#### Vorliegender Auszug
Von: Hans-Jörg Schilder

Auf "Lösungen, die sicher, skalierbar und stabil sind", setzt Sanjaya Addanki, der Vice-Präsident der IBM-Abteilung Networking Computing Solutions. Dafür lieferte er Anfang November die ersten Beispiele: Der Netzwerkcomputer und auch mehrere Softwareprodukte wurden erstmals der Öffentlichkeit präsentiert. Dabei scheint der Netzwerkcomputer (NC) niemanden aus der Fachwelt zu beeindrucken. Nur drei oder vier der fast 50 Journalisten nahmen nach der Pressekonferenz die Gelegenheit wahr, sich ein kleines Testnetzwerk anzuschauen, an das ein NC-Terminal angeschlossen war.

Der NC gibt auch nur wenig Spektakuläres her. Konzipiert für den Ersatz von Terminals, wird er vorzugsweise für Banken, Versicherungen und Unternehmen interessant sein, die im AS/ 400- oder Mainframe-Umfeld Client/Server-Anwendungen fahren. In der Testinstallation basierte der Windows-NT-Server auf einem darunterliegenden X-Windows-Betriebssystem. Das Terminal präsentiert dem Nutzer einen Windows-Bildschirm, aus dem er sich die verschiedenen Anwendungen zur Textverarbeitung oder für das Internet laden kann. Standardmäßig verfügt der NC über eine parallele und eine serielle Schnittstelle sowie einen PCMCIA-Steckplatz, so daß für eine zusätzliche Speichererweiterung Platz vorhanden ist. Ethernet- beziehungsweise optional Token-Ring-Steckplatz sowie Tastatur-, Monitor- und Mausanschluß sind ebenfalls vorgesehen. Der Arbeitsspeicher umfaßt standardmäßig 16 MByte, die sich auf 32 oder 64 MByte aufrüsten lassen.

Wunschliste zeigt Schwächen des NC

Spannender ist die Frage, was noch nicht in dem schwarzen, zigarrenschachtelgroßen NC eingebaut ist: Da fehlen zum Beispiel eine Soundkarte und ein Headset-Anschluß für CTI-Anwendungen. Auch Modem- oder ISDN-Steckplätze sucht der Anwender vergeblich. Dieser Thematik will sich Addanki persönlich widmen, da der NC, versehen mit einem ISDN-Port, zu einem interessanten Telearbeitsplatz werden könnte. Ebenfalls in der nächsten Version soll ein Autosensing für 10/100-Fast-Ethernet-Anwendungen eingebaut werden. Softwareseitig fehlen SLIP und PPP. Es bleibt also noch jede Menge zu tun für die IBM-Entwickler.

#### Ihre Aufgabe
Auf welche Größen lässt sich der Arbeitsspeicher des Netzwerkcomputers laut dem Auszug über den IBM-Netzwerkcomputer aufrüsten?

#### Erfasste Daten
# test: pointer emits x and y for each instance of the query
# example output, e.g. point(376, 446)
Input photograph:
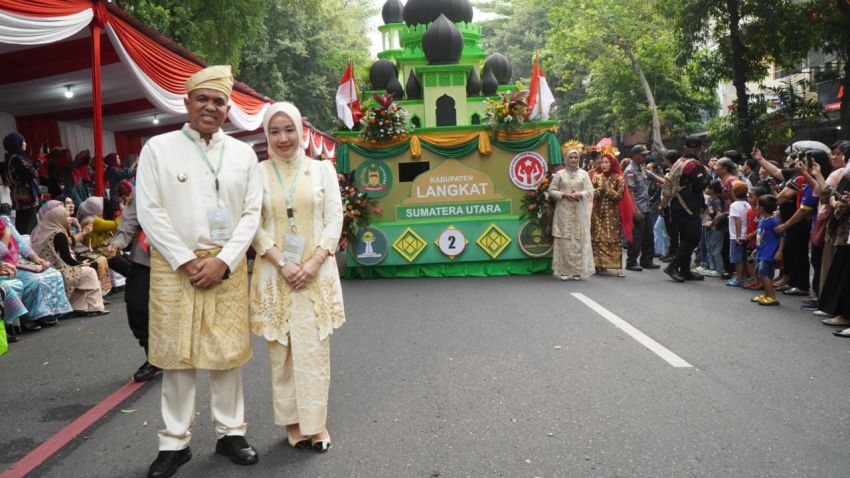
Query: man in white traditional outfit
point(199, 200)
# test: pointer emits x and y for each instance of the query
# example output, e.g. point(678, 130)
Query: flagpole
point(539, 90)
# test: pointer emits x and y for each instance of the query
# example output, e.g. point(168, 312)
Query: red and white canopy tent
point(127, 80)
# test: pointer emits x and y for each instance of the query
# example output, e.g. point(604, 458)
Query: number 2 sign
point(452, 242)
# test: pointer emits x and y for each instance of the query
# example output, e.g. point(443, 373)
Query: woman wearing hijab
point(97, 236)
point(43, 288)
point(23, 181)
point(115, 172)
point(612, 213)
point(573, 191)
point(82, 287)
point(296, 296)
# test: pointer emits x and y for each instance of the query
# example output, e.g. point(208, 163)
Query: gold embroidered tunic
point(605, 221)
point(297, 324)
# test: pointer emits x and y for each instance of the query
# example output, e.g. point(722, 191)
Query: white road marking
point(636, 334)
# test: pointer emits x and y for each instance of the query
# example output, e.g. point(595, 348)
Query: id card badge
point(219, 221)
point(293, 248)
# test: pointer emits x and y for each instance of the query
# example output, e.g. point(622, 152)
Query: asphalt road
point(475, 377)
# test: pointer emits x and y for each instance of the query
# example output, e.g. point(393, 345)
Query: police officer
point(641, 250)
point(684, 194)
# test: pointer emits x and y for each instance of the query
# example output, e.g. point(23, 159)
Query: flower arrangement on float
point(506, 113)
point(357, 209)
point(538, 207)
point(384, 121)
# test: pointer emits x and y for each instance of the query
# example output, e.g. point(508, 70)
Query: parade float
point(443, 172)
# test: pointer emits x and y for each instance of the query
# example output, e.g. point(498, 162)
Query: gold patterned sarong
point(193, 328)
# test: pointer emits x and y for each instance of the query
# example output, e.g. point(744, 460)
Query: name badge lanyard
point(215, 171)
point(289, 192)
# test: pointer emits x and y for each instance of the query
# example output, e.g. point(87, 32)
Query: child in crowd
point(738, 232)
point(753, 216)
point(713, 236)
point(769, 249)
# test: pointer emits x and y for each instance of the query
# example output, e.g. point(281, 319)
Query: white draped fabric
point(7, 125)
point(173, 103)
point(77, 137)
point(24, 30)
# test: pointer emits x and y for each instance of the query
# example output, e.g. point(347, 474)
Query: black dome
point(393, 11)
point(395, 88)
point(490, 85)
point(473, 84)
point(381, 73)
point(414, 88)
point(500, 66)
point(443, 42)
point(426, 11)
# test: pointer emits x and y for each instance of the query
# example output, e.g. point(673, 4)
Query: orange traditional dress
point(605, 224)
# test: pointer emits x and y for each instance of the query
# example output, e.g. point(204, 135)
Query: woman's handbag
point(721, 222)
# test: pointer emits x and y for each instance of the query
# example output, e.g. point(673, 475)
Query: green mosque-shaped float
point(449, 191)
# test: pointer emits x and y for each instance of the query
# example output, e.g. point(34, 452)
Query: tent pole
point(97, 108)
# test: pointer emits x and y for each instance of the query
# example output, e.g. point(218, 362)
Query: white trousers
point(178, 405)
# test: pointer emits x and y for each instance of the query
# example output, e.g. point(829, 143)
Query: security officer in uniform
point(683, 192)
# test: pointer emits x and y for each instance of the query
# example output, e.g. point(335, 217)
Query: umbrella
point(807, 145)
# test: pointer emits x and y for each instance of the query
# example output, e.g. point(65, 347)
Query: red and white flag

#### Lösung
Auf 32 oder 64 MByte.